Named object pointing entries
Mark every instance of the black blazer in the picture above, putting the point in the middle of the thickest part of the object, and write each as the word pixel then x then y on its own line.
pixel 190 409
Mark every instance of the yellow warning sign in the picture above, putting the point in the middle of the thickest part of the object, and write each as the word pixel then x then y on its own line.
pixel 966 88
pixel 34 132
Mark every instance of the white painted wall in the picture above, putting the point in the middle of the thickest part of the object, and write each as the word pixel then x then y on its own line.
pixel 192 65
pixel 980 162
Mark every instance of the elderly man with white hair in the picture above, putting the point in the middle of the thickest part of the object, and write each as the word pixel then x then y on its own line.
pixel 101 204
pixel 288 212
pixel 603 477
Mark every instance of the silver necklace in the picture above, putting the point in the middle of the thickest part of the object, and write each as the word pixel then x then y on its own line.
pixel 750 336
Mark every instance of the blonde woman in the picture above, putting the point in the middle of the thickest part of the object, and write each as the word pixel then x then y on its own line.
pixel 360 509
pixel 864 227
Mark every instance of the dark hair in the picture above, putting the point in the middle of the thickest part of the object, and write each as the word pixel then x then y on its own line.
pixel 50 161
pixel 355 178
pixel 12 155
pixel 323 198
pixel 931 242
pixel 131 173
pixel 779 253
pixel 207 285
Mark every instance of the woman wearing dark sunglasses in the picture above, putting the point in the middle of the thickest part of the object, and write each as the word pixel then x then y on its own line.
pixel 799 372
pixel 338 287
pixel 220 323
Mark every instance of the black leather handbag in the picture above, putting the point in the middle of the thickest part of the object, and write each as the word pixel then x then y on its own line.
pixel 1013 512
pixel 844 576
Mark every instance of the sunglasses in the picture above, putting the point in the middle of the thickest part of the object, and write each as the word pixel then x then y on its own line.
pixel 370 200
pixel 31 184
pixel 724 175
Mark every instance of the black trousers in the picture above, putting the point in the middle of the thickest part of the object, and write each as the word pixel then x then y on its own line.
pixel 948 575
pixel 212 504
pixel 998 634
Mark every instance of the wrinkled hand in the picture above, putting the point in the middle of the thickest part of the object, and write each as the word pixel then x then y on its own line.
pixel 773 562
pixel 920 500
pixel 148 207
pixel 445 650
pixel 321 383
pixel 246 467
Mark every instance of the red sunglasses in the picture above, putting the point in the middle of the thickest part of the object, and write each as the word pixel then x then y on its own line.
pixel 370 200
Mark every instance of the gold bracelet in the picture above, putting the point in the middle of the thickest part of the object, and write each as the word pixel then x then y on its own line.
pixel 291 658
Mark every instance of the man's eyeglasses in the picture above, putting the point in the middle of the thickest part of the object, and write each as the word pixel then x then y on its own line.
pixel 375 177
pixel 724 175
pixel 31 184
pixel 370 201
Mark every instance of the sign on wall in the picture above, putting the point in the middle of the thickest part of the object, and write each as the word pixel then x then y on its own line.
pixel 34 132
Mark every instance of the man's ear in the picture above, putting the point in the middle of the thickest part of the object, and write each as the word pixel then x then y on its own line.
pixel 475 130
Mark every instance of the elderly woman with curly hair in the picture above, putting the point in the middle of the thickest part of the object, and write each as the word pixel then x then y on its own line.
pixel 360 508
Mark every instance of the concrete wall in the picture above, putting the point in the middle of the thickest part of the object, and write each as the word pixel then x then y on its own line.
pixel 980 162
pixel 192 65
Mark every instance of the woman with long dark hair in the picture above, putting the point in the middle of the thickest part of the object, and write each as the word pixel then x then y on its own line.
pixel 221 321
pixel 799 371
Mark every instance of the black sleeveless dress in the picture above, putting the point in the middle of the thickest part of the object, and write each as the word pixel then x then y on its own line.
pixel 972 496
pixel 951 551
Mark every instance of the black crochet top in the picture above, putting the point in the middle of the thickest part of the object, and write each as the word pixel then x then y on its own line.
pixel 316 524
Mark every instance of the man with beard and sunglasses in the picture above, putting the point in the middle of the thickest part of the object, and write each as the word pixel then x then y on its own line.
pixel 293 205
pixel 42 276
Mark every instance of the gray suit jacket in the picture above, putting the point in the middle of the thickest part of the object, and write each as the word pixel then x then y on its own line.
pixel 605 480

Exercise goal: Rewrite all the entries above so that "thickest part" becomes "widest part" everywhere, with every other word kept the same.

Output for this exercise:
Mark every instance of the black blazer in the picture above, putting the point in the middle of the widest part of the object, and write each as the word pixel then x then y on its own line.
pixel 190 409
Mark every instance of the yellow warning sign in the picture above, putting the point in the middle of the widest part of the object, and write each as the word pixel then x then y on its own line.
pixel 966 88
pixel 34 132
Mark every instance of the white painted wall in the picture above, putting the point in the middle of the widest part of the object, and write each as the word pixel then x then y on its own line.
pixel 192 65
pixel 980 162
Mark every instance of the elderly man with white hair in the picture above, putting the point in the middle of the widest part of the object, and write each as the word pixel then x then y on its own line.
pixel 101 204
pixel 288 212
pixel 603 477
Mark every instance of the silver necklace in the picture above, putting the point in the middle of the widest part of the object, and write each as the word pixel then x then y on its own line.
pixel 750 336
Mark every instance of the blonde woman in the picture above, putting the point in the middle of the widest part of the object, and write each as the word pixel then x then y on its own line.
pixel 360 509
pixel 864 227
Mark every instance of the dark hair in the picture above, putting the point in the middle of the widest part of the object, and write each as the word pixel then x then y on its own line.
pixel 50 161
pixel 355 178
pixel 12 155
pixel 323 198
pixel 931 242
pixel 131 173
pixel 779 253
pixel 207 285
Mark every instance of the woman wearing dark sunglasses in the picture above, putting the point in the middle of the widest part of the object, and write each as the word pixel then x then y on its own line.
pixel 799 372
pixel 338 287
pixel 220 323
Mark every instance of the black leather handbag in the picture above, putting the point in the middle of the widest part of the object, and write each as the word pixel then x then y on its own line.
pixel 1013 512
pixel 844 576
Mark every instance of the sunglasses in the picture above, putting the point in the middle of the widest part of the object, and write each as the word pixel then x then y on its own line.
pixel 370 200
pixel 31 184
pixel 724 175
Mark every instance of the black trousers in the picture above, putting the point in the middle of the widest part of the object, and write each as the word pixel then x then y on its own line.
pixel 948 575
pixel 212 504
pixel 998 634
Mark every instance of the wrinkled hand in the picture above, putting the point in the middle of the widest part of the object, and write each as the word pixel then x then y on its own line.
pixel 773 562
pixel 920 500
pixel 148 207
pixel 445 650
pixel 321 383
pixel 246 467
Mark every instance of the red sunglasses in the picture above, putting the point in the middle of the widest part of the object, and write each as the word pixel then x then y on its own line.
pixel 370 200
Mark every instance of the gold bracelet in the picture above, putting the point in the middle of the widest part of the object, and write each as the word pixel then x then y on its own line.
pixel 291 658
Mark every instance of the man's eyeglasses in the picture above, putting the point in the middle of the widest part of the object, and write each as the word pixel then x then y on its own line.
pixel 375 177
pixel 724 175
pixel 31 184
pixel 370 201
Mark every instance of the sign on wall in the picture above, putting the point in the middle of the widest part of the object, and write each as the word pixel then x then y on its own line.
pixel 34 132
Mark every instance of the man's ear in the picture above, putting the point in the middle of the widest part of the object, and write each as the word pixel then x then y on its own line.
pixel 475 130
Mark every instance of the elderly woman with curly hair in the picture above, putting the point in the middle of the widest part of the object, and write each as the word pixel then x then y on its own line.
pixel 360 508
Mark every instance of the concrete wall in the picture above, putting the point in the middle of the widest part of the object, and write each as the word pixel then x then y on its own line.
pixel 980 162
pixel 192 65
Mark every instance of the woman with long dark hair in the picture above, putting the point in the middle of the widest part of the object, and write each as the word pixel then x then y on its own line.
pixel 221 321
pixel 799 371
Mark every instance of the black sleeveless dress in the picture above, putting the point in the middle of the widest part of the object, and write each as the word pixel then x then y on its own line.
pixel 972 496
pixel 951 551
Mark every instance of the black crochet top in the picture above, putting the point in the middle of the widest part of the object, and write each as the word pixel then x then y on its own line.
pixel 316 524
Mark every instance of the man with beard and sunglasses in the picture above, putting the point in the middle of the widest part of the object, and write each as the word pixel then x then y on its own line.
pixel 293 205
pixel 42 276
Mark every instance of the gray suit jacket in the picture above, putting the point in the middle of the widest part of the object, and write each as the word pixel then x then y on its own line.
pixel 605 480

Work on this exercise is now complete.